_INPUT MATERIAL:_

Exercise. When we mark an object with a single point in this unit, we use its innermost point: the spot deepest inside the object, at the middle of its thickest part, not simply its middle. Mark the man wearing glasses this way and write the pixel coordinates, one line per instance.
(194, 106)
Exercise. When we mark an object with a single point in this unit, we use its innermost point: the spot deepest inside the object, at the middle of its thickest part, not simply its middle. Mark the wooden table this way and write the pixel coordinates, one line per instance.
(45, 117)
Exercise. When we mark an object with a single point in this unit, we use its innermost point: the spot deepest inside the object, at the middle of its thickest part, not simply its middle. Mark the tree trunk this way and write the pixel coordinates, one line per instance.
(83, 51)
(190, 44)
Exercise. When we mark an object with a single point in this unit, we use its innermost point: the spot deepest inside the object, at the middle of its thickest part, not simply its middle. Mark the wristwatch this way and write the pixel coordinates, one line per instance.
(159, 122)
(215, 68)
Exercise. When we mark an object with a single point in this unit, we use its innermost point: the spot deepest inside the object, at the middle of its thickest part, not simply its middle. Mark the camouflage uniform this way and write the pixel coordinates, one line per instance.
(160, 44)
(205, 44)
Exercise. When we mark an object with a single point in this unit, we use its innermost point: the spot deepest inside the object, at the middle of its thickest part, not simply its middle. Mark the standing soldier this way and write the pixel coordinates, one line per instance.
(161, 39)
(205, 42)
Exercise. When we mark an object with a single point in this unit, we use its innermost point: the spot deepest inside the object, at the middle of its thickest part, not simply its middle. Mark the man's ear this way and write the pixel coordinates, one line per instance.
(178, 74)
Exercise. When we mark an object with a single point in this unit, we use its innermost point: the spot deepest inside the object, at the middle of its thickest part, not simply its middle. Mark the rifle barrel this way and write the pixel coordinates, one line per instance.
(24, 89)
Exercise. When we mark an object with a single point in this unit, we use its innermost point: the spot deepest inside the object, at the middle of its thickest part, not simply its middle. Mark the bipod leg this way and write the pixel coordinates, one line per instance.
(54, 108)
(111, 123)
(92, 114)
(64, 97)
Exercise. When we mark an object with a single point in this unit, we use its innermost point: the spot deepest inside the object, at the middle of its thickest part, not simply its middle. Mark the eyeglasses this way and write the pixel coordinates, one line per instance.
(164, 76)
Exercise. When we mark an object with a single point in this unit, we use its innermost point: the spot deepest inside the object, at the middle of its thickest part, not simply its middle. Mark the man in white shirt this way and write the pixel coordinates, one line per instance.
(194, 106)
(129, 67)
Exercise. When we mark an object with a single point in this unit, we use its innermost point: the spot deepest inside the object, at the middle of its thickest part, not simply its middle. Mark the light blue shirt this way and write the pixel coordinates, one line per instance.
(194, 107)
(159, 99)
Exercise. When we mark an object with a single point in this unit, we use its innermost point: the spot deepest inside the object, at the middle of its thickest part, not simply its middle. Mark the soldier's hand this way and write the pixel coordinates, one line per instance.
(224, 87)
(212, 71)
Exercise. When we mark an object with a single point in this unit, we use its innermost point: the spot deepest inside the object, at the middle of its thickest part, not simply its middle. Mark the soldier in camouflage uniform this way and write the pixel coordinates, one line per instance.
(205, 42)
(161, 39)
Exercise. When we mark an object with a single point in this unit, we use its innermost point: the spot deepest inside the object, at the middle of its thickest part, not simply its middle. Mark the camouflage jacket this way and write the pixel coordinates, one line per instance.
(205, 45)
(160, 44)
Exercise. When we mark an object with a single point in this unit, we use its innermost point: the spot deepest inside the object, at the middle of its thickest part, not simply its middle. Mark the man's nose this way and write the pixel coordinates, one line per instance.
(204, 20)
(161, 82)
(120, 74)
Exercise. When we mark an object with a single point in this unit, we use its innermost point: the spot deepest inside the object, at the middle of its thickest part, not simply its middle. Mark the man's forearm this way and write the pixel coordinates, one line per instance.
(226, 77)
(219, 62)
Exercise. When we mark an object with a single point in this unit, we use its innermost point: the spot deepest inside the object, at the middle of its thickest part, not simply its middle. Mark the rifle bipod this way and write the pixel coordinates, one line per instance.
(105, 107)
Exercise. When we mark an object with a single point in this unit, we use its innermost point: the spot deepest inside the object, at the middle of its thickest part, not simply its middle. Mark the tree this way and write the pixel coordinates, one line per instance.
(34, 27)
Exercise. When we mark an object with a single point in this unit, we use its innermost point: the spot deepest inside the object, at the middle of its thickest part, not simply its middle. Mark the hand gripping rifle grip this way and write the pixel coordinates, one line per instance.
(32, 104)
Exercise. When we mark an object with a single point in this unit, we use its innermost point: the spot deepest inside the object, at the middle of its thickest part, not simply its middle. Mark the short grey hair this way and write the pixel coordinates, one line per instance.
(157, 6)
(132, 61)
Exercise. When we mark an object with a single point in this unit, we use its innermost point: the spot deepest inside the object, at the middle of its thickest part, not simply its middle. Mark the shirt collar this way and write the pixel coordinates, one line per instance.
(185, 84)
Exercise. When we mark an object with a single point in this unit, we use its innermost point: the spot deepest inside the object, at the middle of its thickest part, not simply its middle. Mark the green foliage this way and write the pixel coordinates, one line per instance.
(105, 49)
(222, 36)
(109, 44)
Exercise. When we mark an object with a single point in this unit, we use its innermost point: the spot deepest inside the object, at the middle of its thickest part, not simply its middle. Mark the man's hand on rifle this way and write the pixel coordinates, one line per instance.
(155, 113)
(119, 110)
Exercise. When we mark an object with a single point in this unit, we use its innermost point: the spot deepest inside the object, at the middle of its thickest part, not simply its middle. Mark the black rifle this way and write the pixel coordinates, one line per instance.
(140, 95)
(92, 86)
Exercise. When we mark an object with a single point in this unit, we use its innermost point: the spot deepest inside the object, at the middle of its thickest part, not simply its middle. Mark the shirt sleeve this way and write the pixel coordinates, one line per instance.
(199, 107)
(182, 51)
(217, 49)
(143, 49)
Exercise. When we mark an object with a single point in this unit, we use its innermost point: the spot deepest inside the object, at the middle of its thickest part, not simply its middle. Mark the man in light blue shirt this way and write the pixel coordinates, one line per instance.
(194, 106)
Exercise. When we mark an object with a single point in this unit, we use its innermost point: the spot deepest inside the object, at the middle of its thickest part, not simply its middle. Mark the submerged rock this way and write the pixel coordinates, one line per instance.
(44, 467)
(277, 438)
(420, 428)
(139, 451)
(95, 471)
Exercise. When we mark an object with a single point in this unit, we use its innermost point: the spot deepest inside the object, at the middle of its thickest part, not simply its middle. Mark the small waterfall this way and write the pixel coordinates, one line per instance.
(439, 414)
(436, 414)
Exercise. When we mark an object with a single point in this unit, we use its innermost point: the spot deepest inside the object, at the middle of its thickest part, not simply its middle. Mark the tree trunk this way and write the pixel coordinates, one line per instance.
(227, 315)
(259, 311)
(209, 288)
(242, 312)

_WHAT TO WORK ON:_
Update all the records above by replacing "innermost point" with "core point" and leaving every other part unchanged.

_ANSWER IN FULL:_
Exercise. When we mark an object with a single point in this unit, we use its core point: the spot deepest inside the object, at the middle of its thickest part, not simply its middle. Mark the man wearing glasses this way and write the pixel coordinates, one line per instance.
(194, 106)
Exercise. When we mark an object with a single point in this unit, we use its core point: the spot deepest inside the object, at the middle of its thickest part, not simply its middle. Mark the wooden table this way and write the pixel coordinates, one line per instance.
(45, 117)
Exercise. When we mark an object with a single point in this unit, we use its core point: the spot deepest inside the object, at the middle of its thickest part, not simply its middle. Mark the tree trunk this way and write the pixel coordinates, one line per instance.
(83, 51)
(190, 44)
Exercise. When we mark an object with a single point in this unit, we use its core point: the spot deepest inside the object, at the middle of its thickest part, not simply its middle. Mark the wristwatch this way and write the pixel coordinates, one line per instance.
(159, 122)
(215, 68)
Exercise. When we mark an object with a single point in this unit, we use its core point: the spot deepest inside the object, at the middle of its thickest part, not simply its middle. Mark the camouflage uniform this way and write the pixel coordinates, one line per instance.
(160, 44)
(205, 44)
Exercise. When we mark an object with a single point in this unit, we use its core point: the spot deepest inside the object, at the middle of its thickest part, not simply its middle. Mark the standing soldier this way and write the pixel coordinates, one line per instance.
(161, 39)
(205, 42)
Exercise. When we mark an object with a single point in this unit, we use its core point: the spot deepest inside the object, at the middle of its thickest part, not simply its middle. Mark the man's ear this way and write the pixel coordinates, one line per instance.
(178, 74)
Exercise. When we mark an object with a single point in this unit, we use its core point: the spot deepest inside the object, at the middle of its thickest part, not simply its middle. Mark the rifle barrel this way and write the pixel coordinates, one line per instance.
(24, 89)
Exercise. When we mark an object with a single point in this unit, we use its core point: the spot deepest inside the object, at the middle of its thickest part, not simply its middle. Mark the bipod leg this way and write the pixel coordinates, one line per instance.
(54, 108)
(111, 123)
(92, 114)
(64, 97)
Exercise. When we mark an object with a single point in this unit, we use its core point: the spot deepest inside the object, at the middle of its thickest part, not simply its middle. Mark the eyeglasses this way and write the pixel coordinates, one line per instance.
(164, 76)
Exercise. When we mark an object with a single point in this unit, we use its core point: the spot deepest inside the object, at the middle of its thickest part, not simply its middle. Mark the man in white shirt this way and write the pixel coordinates, one line per instance.
(194, 106)
(129, 67)
Exercise. When we mark an object with a single point in this unit, we use its core point: the spot deepest inside the object, at the middle of its thickest part, not simply its middle. Mark the light blue shirt this way and write the pixel coordinates, one line per instance.
(194, 107)
(159, 99)
Exercise. When we mark an object with a single point in this unit, we use its core point: the spot deepest inside the object, at the middle of its thickest part, not simply its middle. Mark the soldier's hand this way and write the pixel coordinates, one line per instance.
(224, 87)
(212, 71)
Exercise. When we mark an object with a single point in this unit, we use its core point: the spot deepest inside the object, at the middle of its thickest part, not simply its middle. Mark the soldier in camouflage uniform this way and write the pixel coordinates, one line per instance.
(205, 42)
(161, 39)
Exercise. When we mark an object with a single point in this unit, we use its core point: the spot deepest inside the object, at the middle of its thickest part, not simply its middle. Mark the camouflage jacket this way and write the pixel coordinates, one line per instance.
(205, 45)
(160, 44)
Exercise. When we mark an object with a single point in this unit, we use its core point: the spot deepest inside the object, at the middle of its thickest part, not simply its middle. Mark the man's nose this way and write the pixel coordinates, one line per instance.
(204, 20)
(161, 82)
(120, 74)
Exercise. When we mark an object with a single point in this unit, we use its core point: the spot deepest inside the object, at the middle of its thickest part, not simply its middle. Mark the man's forearm this way and write the pixel coordinates, one line per instance.
(226, 77)
(219, 62)
Exercise. When we mark an object with a single point in this unit, we use its core point: the spot deepest inside the object, at the middle of its thickest part, not simply its middle. Mark the rifle bipod this way and write the pixel coordinates, one line per instance.
(105, 107)
Exercise. When we mark an object with a single point in this unit, we use its core point: the spot deepest inside the object, at the middle of its thickest part, not simply its middle. Mark the tree this way and write the pixel coordinates, one line per instance.
(34, 27)
Exercise. When we mark an object with a single point in this unit, we use its core point: the spot deepest inside the object, at the middle of its thickest part, not simply its middle. Mark the hand gripping rifle grip this way and write the pixel coordinates, one line per instance.
(32, 104)
Exercise. When we mark an object with a single point in this unit, we use its core point: the spot deepest inside the object, at the middle of its thickest part, not simply its middle. Mark the short grey hair this way and write the pixel coordinates, one line per instance.
(157, 6)
(132, 61)
Exercise. When we mark an object with a single point in this unit, we use its core point: the spot deepest inside the object, at the middle of its thickest part, not simply its middle. Mark the shirt collar this way and write the pixel coordinates, one line per instance.
(185, 84)
Exercise. When we mark an object with a single point in this unit, we use its core point: the spot deepest inside the object, at the middle of its thickest part, not simply its middle. Mark the green foliage this way and write the pixel coordinates, one line per instance.
(105, 49)
(222, 36)
(109, 44)
Exercise. When we mark an object with a single point in this unit, we use its core point: the spot deepest inside the object, at the middle of its thickest part, not simply its middle. Mark the man's hand on rifle this way and write the pixel coordinates, one line per instance.
(155, 113)
(119, 110)
Exercise. When we mark an object with a single point in this unit, we use its core point: the spot deepest inside the object, at the middle of its thickest part, not simply its middle. Mark the black rifle this way and write the pixel coordinates, one line per instance.
(140, 95)
(92, 86)
Exercise. When we mark an object with a single point in this unit, we use its core point: the spot deepest inside the object, at the middle of its thickest part, not simply its middle. Mark the shirt sleeve this way and write the pixel coordinates, one line per instance.
(199, 107)
(182, 51)
(217, 49)
(143, 49)
Exercise. When we mark an object with a single point in this unit, we use its core point: the spot deepest inside the object, at the middle of its thickest part, not simply its middle. Mark the man in light blue shirt this way and write the pixel coordinates, one line per instance.
(194, 106)
Exercise. When we mark an object with a single point in this unit, we use its core point: the spot deepest inside the object, at the middle of its thickest part, not simply its middle. Mark the submerged rock this way and write the pixel coordinates, one line per instance.
(44, 467)
(277, 438)
(420, 428)
(139, 451)
(95, 471)
Exercise. When we mark an object with a single point in this unit, we use its core point: the spot deepest inside the object, at the middle of its thickest part, not simply its middle. Mark the small waterfall this way and write the pixel coordinates, one line per instance.
(439, 414)
(436, 414)
Exercise. When we mark an object with a single point in this unit, we use its core point: the spot deepest inside the object, at the middle of its thickest part, not simply its middle. Mark the tree trunk this way and write the pixel coordinates, one line per instance.
(227, 315)
(259, 311)
(209, 288)
(242, 312)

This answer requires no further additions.